Written problem –
Add -96 to every coordinate in the answers, then write out the part of the records that opens with the line containing "as in [456,222]." and runs through the end of the records, keeping every other line and number unchanged.

* start *

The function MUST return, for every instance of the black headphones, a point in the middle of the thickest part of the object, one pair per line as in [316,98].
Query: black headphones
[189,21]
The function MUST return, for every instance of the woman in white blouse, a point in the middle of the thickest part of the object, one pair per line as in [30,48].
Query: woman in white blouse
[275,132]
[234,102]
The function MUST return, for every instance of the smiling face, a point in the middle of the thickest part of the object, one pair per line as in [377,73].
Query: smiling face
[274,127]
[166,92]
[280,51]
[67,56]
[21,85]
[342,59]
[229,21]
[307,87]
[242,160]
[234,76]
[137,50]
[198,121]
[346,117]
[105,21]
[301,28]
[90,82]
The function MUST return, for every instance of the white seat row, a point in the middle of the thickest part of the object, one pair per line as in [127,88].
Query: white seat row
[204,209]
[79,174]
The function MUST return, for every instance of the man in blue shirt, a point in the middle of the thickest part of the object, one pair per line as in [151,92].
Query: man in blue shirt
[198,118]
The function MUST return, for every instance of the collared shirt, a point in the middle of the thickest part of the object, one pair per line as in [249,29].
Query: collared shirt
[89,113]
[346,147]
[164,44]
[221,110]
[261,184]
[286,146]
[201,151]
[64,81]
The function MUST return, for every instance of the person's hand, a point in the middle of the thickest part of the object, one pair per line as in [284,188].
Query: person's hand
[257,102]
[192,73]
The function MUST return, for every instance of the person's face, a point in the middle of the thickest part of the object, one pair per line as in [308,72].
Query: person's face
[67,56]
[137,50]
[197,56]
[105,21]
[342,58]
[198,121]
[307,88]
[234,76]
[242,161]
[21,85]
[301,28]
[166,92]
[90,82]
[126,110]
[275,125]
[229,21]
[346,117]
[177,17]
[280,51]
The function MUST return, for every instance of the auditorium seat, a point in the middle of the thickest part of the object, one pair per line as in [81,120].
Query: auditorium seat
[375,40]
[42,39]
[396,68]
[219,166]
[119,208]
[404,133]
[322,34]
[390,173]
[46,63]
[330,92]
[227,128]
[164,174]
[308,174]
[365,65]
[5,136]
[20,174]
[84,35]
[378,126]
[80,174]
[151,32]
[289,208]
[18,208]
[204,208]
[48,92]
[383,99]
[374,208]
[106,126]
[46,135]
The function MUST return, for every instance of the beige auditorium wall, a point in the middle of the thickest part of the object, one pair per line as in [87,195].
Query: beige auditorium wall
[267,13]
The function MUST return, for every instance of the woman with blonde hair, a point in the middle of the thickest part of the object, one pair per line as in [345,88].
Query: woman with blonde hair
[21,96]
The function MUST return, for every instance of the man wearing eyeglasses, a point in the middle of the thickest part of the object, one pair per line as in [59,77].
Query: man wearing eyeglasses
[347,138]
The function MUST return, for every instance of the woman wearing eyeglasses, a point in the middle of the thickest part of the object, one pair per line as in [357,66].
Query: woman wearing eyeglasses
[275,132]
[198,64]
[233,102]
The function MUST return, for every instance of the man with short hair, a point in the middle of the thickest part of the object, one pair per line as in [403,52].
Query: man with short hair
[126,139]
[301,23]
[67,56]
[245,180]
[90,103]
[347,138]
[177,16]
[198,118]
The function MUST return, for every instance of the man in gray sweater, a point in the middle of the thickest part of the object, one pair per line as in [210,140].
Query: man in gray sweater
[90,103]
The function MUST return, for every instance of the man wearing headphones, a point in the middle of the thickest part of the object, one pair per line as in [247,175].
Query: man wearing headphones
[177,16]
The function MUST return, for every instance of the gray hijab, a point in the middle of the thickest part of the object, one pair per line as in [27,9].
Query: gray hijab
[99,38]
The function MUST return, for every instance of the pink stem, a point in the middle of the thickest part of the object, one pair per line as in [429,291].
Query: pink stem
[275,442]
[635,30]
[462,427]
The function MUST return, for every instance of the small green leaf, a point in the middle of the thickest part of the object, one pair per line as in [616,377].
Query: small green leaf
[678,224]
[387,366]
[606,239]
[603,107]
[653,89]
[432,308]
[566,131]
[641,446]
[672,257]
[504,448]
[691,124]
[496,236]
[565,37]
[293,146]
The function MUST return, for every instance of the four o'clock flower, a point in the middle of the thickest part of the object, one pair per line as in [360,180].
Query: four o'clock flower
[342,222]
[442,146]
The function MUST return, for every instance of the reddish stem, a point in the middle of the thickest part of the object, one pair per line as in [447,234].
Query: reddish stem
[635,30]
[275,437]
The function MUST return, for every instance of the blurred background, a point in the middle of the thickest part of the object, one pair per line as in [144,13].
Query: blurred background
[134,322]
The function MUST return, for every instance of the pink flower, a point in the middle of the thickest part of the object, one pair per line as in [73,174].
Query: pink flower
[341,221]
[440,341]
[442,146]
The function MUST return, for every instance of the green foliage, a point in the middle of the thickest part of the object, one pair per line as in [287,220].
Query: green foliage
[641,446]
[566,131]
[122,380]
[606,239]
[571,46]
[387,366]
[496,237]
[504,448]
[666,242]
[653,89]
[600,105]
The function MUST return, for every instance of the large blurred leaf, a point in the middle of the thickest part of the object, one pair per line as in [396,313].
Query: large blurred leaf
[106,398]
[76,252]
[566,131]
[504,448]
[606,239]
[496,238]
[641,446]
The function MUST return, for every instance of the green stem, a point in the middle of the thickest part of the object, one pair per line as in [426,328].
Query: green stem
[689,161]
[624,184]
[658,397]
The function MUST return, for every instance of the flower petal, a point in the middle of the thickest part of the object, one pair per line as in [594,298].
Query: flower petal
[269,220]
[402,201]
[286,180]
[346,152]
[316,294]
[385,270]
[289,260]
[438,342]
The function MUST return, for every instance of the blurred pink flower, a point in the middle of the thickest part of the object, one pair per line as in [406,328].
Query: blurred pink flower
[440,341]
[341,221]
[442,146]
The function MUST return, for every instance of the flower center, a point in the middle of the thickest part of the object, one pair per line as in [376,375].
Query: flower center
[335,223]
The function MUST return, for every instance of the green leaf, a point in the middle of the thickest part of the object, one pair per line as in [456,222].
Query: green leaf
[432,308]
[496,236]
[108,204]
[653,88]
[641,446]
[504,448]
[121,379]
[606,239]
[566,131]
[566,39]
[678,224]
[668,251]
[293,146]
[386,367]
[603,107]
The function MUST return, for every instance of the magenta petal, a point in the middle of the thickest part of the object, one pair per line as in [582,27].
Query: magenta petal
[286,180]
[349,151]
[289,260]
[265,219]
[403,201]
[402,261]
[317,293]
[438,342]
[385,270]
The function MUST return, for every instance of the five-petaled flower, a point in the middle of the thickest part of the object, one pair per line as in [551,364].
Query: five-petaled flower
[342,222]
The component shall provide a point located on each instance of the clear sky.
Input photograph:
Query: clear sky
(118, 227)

* end *

Answer for the task –
The function MUST return, for every instance of the green leaf, a point in the middle of the thickest part of the object, one pair per line as in [456,222].
Query: green leaf
[336,212]
[400,140]
[12,108]
[557,-8]
[545,350]
[408,352]
[25,283]
[510,143]
[470,35]
[470,-57]
[582,128]
[572,155]
[197,50]
[290,271]
[507,11]
The function MUST return, for every instance of the magenta petal, a point in the middle of the thickest part of the object, one pair per line as in [582,27].
Query: magenta petal
[190,84]
[253,55]
[193,164]
[169,123]
[307,105]
[306,165]
[221,197]
[342,246]
[289,174]
The function MUST return, for every instance of the five-petaled flower, a point in the middle of the thickest part of the object, one pair per line as in [551,364].
Query: five-petaled flower
[246,126]
The component shall provide a point located on each instance of the clear sky.
Input photograph:
Query: clear sky
(22, 131)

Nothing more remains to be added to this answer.